The Federal Trade Commission recently issued an Opinion and Order requiring DNA sequencing provider, Illumina, Inc., to divest GRAIL, Inc., which makes a multi-cancer early detection (MCED) test, finding that the deal would stifle competition and innovation in the U.S. market for life-saving cancer tests. The Opinion reverses an Administrative Law Judge’s Initial Decision that dismissed the antitrust charges in a complaint brought by FTC staff.
GRAIL makes non-invasive, early-detection liquid biopsy tests that can screen for multiple types of cancer in asymptomatic patients at very early stages using DNA sequencing. GRAIL is one of several competitors racing to develop and commercialize these life-saving liquid biopsy tests. Illumina is the dominant producer of next-generation sequencing (NGS) platforms, which are used to analyze genetic material from the blood samples drawn for MCED tests. These tests could be used to detect multiple types of cancer, most of which are not screened for at all today.
-*-
_Assignment_
Reproduce word for word the part of the FTC ruling text that runs from "GRAIL makes non-invasive, early-detection" up to and including "at all today.".

_Data shown_
-*-
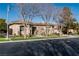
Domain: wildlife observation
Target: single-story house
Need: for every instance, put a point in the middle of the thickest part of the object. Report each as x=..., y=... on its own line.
-*-
_Solution to this exercise_
GRAIL makes non-invasive, early-detection liquid biopsy tests that can screen for multiple types of cancer in asymptomatic patients at very early stages using DNA sequencing. GRAIL is one of several competitors racing to develop and commercialize these life-saving liquid biopsy tests. Illumina is the dominant producer of next-generation sequencing (NGS) platforms, which are used to analyze genetic material from the blood samples drawn for MCED tests. These tests could be used to detect multiple types of cancer, most of which are not screened for at all today.